コロナ禍の中で、地方競馬では南関東と東海地区が無観客開催を実施中だが、佐賀競馬場では有観客開催を維持。この時期にしては暖く、多くのファンが来場し、場内は賑わいを見せていたが、観客が一カ所に集まるのを防ぐために、場内イベントや表彰式は実施見送りとなった。一方で佐賀競馬の1レース売上と1日売り上げのレコードは、昨年の佐賀記念JpnⅢとその当日のものだったが、今年は1レース、1日ともに前年比30%以上増と大きく更新。売上面では大成功を収めることとなった。
JRAからの出走馬5頭の中で、重賞勝ち馬は2頭。そのうち、昨年のみやこステークスGⅢを制したクリンチャーが単勝1.7倍と抜けた1番人気に推され、昨年の佐賀記念JpnⅢ・2着のあと、名古屋大賞典JpnⅢを勝ったロードゴラッソが2番人気となった。

..........

=== 小課題 A ===
下の各行に出てくる「instance」をすべて「object」に言い換え、それ以外は変えずに書き直してもらえますか？画像は回答に入れないでください。
上の記事と下の行は、それぞれ別の出典から取ったものです。

..........

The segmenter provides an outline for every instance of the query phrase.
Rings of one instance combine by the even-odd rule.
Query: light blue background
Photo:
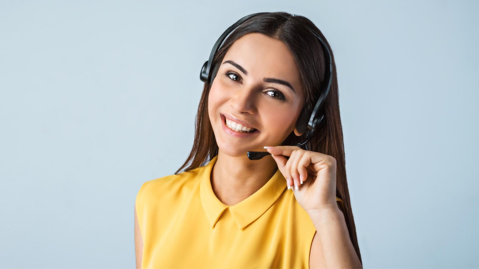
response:
[[[334,54],[364,267],[479,268],[479,1],[201,2],[0,1],[0,267],[134,268],[217,39],[285,11]]]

..........

=== 小課題 B ===
佐賀競馬の記事の「コロナ禍の中で、地方競馬では」から「ゴラッソが2番人気となった。」までを、両端も含めて一字一句そのまま打ち直してもらえますか？

=== 回答 A ===
The segmenter provides an outline for every object of the query phrase.
Rings of one object combine by the even-odd rule.
Query: light blue background
Photo:
response:
[[[334,54],[364,267],[479,268],[479,1],[201,2],[0,1],[0,267],[134,268],[217,39],[285,11]]]

=== 回答 B ===
コロナ禍の中で、地方競馬では南関東と東海地区が無観客開催を実施中だが、佐賀競馬場では有観客開催を維持。この時期にしては暖く、多くのファンが来場し、場内は賑わいを見せていたが、観客が一カ所に集まるのを防ぐために、場内イベントや表彰式は実施見送りとなった。一方で佐賀競馬の1レース売上と1日売り上げのレコードは、昨年の佐賀記念JpnⅢとその当日のものだったが、今年は1レース、1日ともに前年比30%以上増と大きく更新。売上面では大成功を収めることとなった。
JRAからの出走馬5頭の中で、重賞勝ち馬は2頭。そのうち、昨年のみやこステークスGⅢを制したクリンチャーが単勝1.7倍と抜けた1番人気に推され、昨年の佐賀記念JpnⅢ・2着のあと、名古屋大賞典JpnⅢを勝ったロードゴラッソが2番人気となった。